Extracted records
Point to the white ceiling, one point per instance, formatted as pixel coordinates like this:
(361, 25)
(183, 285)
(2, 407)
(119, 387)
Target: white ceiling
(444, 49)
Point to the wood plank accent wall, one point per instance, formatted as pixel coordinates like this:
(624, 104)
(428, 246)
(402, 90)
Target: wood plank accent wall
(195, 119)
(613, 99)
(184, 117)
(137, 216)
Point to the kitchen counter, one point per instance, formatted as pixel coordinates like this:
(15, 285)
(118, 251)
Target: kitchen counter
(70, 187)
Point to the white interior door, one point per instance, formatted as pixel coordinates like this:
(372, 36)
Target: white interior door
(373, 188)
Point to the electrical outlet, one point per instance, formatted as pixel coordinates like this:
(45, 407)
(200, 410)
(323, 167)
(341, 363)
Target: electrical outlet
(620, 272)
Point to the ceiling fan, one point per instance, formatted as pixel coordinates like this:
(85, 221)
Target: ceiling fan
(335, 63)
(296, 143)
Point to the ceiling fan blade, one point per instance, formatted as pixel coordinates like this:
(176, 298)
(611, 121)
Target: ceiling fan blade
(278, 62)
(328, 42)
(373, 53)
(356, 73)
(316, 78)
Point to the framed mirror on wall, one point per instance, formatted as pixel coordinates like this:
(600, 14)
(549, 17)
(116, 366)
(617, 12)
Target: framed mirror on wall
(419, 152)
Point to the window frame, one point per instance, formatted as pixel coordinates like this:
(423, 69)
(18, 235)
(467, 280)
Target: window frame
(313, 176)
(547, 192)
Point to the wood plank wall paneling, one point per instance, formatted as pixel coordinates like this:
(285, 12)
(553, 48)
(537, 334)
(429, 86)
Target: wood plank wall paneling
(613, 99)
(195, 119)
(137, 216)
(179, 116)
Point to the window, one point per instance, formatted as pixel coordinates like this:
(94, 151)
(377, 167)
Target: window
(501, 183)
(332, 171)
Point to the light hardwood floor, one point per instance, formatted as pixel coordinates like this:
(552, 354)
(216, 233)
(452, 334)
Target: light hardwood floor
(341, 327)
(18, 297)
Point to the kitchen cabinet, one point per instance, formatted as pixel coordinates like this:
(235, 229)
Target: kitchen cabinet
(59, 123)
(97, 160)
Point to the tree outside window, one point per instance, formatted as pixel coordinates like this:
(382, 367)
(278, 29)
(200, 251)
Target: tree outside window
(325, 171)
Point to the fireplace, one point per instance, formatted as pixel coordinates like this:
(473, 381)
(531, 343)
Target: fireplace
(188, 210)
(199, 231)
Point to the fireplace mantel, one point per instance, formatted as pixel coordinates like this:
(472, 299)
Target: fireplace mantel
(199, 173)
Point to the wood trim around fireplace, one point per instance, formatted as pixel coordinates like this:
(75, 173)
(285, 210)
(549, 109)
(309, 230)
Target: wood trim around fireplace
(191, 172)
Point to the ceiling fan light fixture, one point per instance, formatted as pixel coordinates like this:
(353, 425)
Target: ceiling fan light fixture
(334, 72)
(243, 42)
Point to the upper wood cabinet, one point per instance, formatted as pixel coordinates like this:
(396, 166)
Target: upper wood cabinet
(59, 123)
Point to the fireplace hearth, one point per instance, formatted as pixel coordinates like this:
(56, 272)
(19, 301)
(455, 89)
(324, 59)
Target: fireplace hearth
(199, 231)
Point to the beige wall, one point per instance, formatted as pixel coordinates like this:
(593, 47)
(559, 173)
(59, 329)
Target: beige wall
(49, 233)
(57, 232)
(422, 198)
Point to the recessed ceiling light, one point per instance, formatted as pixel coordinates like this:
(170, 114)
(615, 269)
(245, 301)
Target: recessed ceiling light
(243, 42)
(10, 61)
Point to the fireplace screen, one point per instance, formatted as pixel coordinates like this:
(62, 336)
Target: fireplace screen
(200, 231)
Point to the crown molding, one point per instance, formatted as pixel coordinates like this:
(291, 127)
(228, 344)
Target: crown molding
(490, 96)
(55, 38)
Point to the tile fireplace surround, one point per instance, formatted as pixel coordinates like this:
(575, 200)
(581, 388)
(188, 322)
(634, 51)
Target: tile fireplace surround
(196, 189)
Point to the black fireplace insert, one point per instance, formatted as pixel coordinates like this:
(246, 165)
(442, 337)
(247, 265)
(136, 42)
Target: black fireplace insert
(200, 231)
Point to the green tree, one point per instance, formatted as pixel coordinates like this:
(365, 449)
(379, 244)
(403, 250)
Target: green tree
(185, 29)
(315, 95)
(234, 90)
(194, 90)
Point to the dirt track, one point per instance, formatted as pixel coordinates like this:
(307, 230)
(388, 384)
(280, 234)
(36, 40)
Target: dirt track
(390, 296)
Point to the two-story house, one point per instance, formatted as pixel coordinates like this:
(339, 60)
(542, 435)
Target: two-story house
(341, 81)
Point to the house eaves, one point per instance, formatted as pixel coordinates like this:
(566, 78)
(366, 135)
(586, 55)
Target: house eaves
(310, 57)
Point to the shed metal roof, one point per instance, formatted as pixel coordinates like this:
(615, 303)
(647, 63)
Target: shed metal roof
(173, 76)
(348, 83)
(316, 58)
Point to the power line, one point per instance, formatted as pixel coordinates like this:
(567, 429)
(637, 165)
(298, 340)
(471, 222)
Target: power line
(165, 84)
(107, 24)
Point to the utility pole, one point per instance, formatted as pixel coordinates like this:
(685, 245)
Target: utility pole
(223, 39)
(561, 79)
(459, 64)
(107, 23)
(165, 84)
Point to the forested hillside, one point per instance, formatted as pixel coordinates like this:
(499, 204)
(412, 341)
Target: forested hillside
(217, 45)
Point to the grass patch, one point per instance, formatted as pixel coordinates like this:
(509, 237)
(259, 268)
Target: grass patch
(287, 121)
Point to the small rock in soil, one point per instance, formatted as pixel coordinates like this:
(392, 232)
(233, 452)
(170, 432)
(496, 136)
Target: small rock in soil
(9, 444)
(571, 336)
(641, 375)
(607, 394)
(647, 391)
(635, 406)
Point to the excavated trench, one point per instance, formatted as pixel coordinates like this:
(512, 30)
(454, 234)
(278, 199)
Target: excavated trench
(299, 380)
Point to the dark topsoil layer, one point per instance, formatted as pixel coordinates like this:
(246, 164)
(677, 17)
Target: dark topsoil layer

** WORK INSTRUCTION **
Lines above with the word "topsoil" should be counted, and the reply is that count alone.

** WRITTEN SOLUTION **
2